§ Exercise description
Each record must be printed exactly as given.

§ Dataset
□ □ □ □ □

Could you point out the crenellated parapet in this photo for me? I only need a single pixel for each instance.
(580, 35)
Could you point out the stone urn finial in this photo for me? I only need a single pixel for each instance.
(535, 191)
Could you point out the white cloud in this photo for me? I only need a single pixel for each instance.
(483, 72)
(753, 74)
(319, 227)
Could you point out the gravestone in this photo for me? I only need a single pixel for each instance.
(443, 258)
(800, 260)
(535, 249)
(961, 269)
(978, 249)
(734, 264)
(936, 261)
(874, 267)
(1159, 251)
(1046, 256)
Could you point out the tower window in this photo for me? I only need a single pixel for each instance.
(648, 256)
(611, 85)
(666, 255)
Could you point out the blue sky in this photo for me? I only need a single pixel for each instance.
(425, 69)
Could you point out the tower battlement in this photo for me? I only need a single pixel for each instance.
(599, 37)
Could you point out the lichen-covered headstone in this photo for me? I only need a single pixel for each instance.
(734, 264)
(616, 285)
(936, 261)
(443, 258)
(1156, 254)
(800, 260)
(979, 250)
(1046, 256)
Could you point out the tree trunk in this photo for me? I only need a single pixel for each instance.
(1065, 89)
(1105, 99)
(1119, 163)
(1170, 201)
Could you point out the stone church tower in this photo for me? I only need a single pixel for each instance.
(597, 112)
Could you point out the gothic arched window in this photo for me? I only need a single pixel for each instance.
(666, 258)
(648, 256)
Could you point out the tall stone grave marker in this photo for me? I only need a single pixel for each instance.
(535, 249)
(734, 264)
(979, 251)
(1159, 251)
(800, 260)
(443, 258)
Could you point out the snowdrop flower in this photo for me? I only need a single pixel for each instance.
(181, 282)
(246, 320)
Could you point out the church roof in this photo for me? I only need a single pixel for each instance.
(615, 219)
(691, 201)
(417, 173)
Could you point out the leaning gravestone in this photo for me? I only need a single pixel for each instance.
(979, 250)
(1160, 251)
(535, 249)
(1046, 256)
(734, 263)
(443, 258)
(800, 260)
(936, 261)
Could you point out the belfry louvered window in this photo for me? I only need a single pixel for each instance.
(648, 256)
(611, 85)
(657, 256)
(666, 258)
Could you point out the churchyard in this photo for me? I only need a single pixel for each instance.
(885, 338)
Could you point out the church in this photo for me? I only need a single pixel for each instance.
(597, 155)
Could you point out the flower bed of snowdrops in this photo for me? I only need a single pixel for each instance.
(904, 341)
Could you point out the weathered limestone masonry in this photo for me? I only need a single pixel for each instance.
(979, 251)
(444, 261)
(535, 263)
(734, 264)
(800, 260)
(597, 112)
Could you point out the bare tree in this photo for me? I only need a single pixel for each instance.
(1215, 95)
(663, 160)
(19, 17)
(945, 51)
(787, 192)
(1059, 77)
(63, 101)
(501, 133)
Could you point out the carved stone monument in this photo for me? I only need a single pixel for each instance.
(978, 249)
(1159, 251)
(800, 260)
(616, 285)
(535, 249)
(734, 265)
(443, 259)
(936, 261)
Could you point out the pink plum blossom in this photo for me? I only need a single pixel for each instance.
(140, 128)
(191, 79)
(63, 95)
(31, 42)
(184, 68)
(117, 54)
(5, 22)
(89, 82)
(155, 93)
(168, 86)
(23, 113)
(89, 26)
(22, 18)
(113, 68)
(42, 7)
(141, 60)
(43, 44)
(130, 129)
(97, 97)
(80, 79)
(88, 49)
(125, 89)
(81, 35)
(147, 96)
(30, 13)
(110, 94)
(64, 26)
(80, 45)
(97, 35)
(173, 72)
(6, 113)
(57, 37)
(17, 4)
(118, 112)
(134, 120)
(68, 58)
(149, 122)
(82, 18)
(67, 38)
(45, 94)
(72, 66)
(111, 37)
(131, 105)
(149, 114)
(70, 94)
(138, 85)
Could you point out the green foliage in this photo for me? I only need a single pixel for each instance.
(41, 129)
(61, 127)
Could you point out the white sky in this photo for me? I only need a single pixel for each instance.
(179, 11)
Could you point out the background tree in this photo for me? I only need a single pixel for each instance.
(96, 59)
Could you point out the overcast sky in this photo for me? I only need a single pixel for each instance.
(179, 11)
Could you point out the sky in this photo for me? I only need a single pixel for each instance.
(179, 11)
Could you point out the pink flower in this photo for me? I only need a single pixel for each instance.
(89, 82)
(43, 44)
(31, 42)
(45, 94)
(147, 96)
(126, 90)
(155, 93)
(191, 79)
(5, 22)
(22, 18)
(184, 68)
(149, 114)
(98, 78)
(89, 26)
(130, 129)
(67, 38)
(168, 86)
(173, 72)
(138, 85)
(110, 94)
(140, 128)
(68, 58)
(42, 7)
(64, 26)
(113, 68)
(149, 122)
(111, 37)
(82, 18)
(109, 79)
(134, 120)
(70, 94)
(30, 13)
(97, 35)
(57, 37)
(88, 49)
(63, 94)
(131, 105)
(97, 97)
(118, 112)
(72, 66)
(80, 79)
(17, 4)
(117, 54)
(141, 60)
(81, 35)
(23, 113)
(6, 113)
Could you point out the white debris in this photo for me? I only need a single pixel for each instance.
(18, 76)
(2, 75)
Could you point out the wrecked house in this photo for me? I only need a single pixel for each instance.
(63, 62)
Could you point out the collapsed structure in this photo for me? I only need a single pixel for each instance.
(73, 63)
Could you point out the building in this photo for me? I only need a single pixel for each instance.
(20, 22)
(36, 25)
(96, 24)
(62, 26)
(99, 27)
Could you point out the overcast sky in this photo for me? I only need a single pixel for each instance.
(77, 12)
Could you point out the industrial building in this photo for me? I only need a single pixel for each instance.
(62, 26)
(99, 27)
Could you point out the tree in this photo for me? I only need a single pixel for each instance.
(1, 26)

□ □ □ □ □

§ Exercise response
Could you point out the crenellated parapet in this photo for me? I only need a single pixel for each instance.
(580, 35)
Could you point out the stone urn finial in this photo for me? I only need a single pixel for each instance.
(535, 191)
Could you point out the white cloud in this photo for me? I only need a single pixel for each instance.
(483, 72)
(753, 74)
(319, 227)
Could you point out the gravestone in this photo for me? I only need a single pixel for each instance.
(443, 258)
(800, 260)
(535, 249)
(961, 269)
(978, 249)
(734, 264)
(936, 261)
(874, 267)
(1159, 251)
(1046, 256)
Could you point out the tower window in this photo for me? I only need a single pixel for each instance.
(648, 256)
(611, 85)
(666, 255)
Could you point out the blue sky in this photo for me? I only need a single pixel for each instance.
(425, 69)
Could you point out the tower battlement in this photo for me? I only need a single pixel for each instance.
(599, 37)
Could you point out the lichen-covered headstone in this photo for me? I only need a single pixel for each instance.
(734, 264)
(616, 285)
(936, 261)
(443, 258)
(1156, 254)
(800, 260)
(979, 250)
(1046, 256)
Could you point out the tree trunk in this photo for me? I only need a single pixel for each instance.
(1065, 89)
(1105, 99)
(1119, 163)
(1170, 201)
Could you point out the stone church tower in this photo for me? I only need a single pixel for each instance.
(597, 112)
Could you point out the gothic arched window in this photo for me? I only need a single pixel for each instance.
(666, 258)
(648, 256)
Could you point out the tall stone grave marker in this photo for me? I only need a single pixel for each instance.
(535, 249)
(734, 264)
(979, 251)
(1159, 251)
(800, 260)
(443, 258)
Could you point out the snowdrop flower in this photo for me? I only need a single pixel for each instance.
(181, 282)
(246, 320)
Could you point out the church roof in this photo for me? I only need a single pixel for each instance.
(615, 219)
(691, 201)
(417, 173)
Could you point out the leaning gravestone in this photo for me? I only need a single pixel for each instance.
(979, 250)
(1160, 251)
(535, 249)
(1046, 256)
(734, 263)
(443, 258)
(800, 260)
(936, 261)
Could you point out the belfry louvered window in this photo for me? I only need a single pixel for each instance.
(648, 256)
(611, 85)
(657, 256)
(666, 258)
Could you point out the churchyard in this photo for me? I only need a single pixel for each instance.
(885, 338)
Could you point out the church in this photo for me? I only need a single pixel for each instance.
(597, 155)
Could you point out the flower bed of snowdrops in this photo for me? I only need a single pixel for each instance.
(904, 341)
Could you point out the weathered limestone masonry in this photo for me? I only need a single pixel for each instance.
(979, 251)
(444, 261)
(535, 263)
(734, 264)
(800, 260)
(597, 112)
Could you point out the bare tree in this photo for me? I only need a single pixel for each instance.
(1215, 95)
(663, 160)
(19, 17)
(945, 51)
(787, 192)
(1059, 77)
(63, 101)
(501, 133)
Could you point out the carved stone monument in this photo for me? I only need a single pixel for each instance.
(978, 249)
(1159, 251)
(800, 260)
(616, 285)
(535, 249)
(734, 265)
(443, 259)
(936, 261)
Could you point out the pink plum blossom in this photo for me? I only need a single pixel for each instance.
(140, 128)
(191, 79)
(63, 95)
(31, 42)
(184, 68)
(117, 54)
(5, 22)
(89, 82)
(155, 93)
(168, 86)
(23, 113)
(89, 26)
(22, 18)
(113, 68)
(42, 7)
(141, 60)
(43, 44)
(130, 129)
(97, 97)
(80, 79)
(88, 49)
(125, 89)
(81, 35)
(147, 96)
(30, 13)
(110, 94)
(64, 26)
(80, 45)
(97, 35)
(173, 72)
(6, 113)
(57, 37)
(17, 4)
(118, 112)
(134, 120)
(68, 58)
(149, 122)
(82, 18)
(67, 38)
(45, 94)
(72, 66)
(111, 37)
(131, 105)
(149, 114)
(70, 94)
(138, 85)
Could you point out the green foliage in this photo for me? I only need a single pixel for each instance.
(41, 129)
(61, 127)
Could you point out the white sky in this photo for me? I only need a single pixel for each instance.
(179, 11)
Could you point out the background tree in this photo for me? I only need a single pixel for each instance.
(96, 59)
Could you point out the overcast sky in this photo for me? I only need a single pixel for each instance.
(179, 11)
Could you point out the sky in this photo for me? I only need a single pixel for each instance.
(179, 11)
Could you point out the pink flower in this photo for me? I only need a single pixel for each instance.
(89, 82)
(43, 44)
(31, 42)
(45, 94)
(147, 96)
(126, 90)
(155, 93)
(191, 79)
(5, 22)
(22, 18)
(184, 68)
(149, 114)
(98, 78)
(89, 26)
(130, 129)
(67, 38)
(168, 86)
(173, 72)
(138, 85)
(110, 94)
(140, 128)
(68, 58)
(42, 7)
(64, 26)
(113, 68)
(149, 122)
(111, 37)
(82, 18)
(109, 79)
(134, 120)
(70, 94)
(30, 13)
(97, 35)
(57, 37)
(88, 49)
(63, 94)
(131, 105)
(97, 97)
(118, 112)
(72, 66)
(80, 79)
(17, 4)
(117, 54)
(141, 60)
(81, 35)
(23, 113)
(6, 113)
Could you point out the white debris in this photo for me? I only need a single pixel for each instance.
(18, 76)
(2, 75)
Could you point out the wrecked house in this photo for me? I only need a single pixel for each instance.
(63, 62)
Could you point out the collapsed structure in this photo for me? I only need a single pixel for each instance.
(73, 63)
Could you point out the building in this photo for me? I only need a single pixel for each instance.
(20, 22)
(36, 25)
(96, 24)
(62, 26)
(99, 27)
Could you point out the overcast sky in this photo for me? I only need a single pixel for each instance.
(77, 12)
Could you point out the industrial building in this photo for me? I only need a single pixel for each instance.
(62, 26)
(99, 27)
Could you point out the tree in this photo for me? I only need a single pixel for each instance.
(1, 26)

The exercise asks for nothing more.